Instrução dada:
Resuma o texto sobre as duas trilogias em duas frases.

Texto dado:
Aliás, enquanto a trilogia antiga explora o dilema moral pela face do bem (isto é, a trajetória do herói Luke até sua transformação benigna), a trilogia mais recente explora a outra face do dilema moral, complementar à primeira, que é a do lado do mal (ou seja, como é que o herói Anakin corrompeu-se e cedeu às tentações do lado sombrio). E ambas as trilogias, deixemos claro, usando do esquema separação-iniciação-retorno. 

Enquanto isso, a pergunta-isca que nos pega por dentro, é sobre quem nunca cedeu ou ficou profundamente tentado a ceder ao lado sombrio da Força.

Verdade ou não, é o que é. 

Teorias grandiloquentes a parte, a Jornada do Herói ressalta algo importante, e aí sim no âmbito mais sociológico – que até agora ia meio perdido entre explicações antropológicas e psicológicas.

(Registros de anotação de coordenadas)
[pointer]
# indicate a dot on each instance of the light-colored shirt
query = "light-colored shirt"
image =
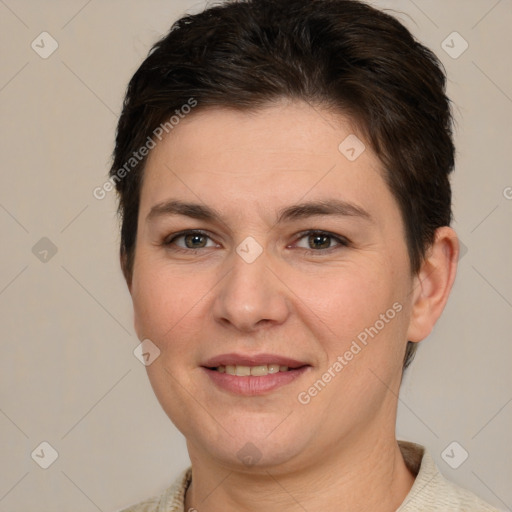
(431, 491)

Resultado da tarefa:
A trilogia antiga explora o dilema moral pela face do bem, com a trajetória de Luke até sua transformação benigna, e a trilogia mais recente explora a face do mal, mostrando como Anakin se corrompeu e cedeu ao lado sombrio, ambas usando o esquema separação-iniciação-retorno. A Jornada do Herói ressalta ainda algo importante no âmbito sociológico, que até então ia meio perdido entre explicações antropológicas e psicológicas.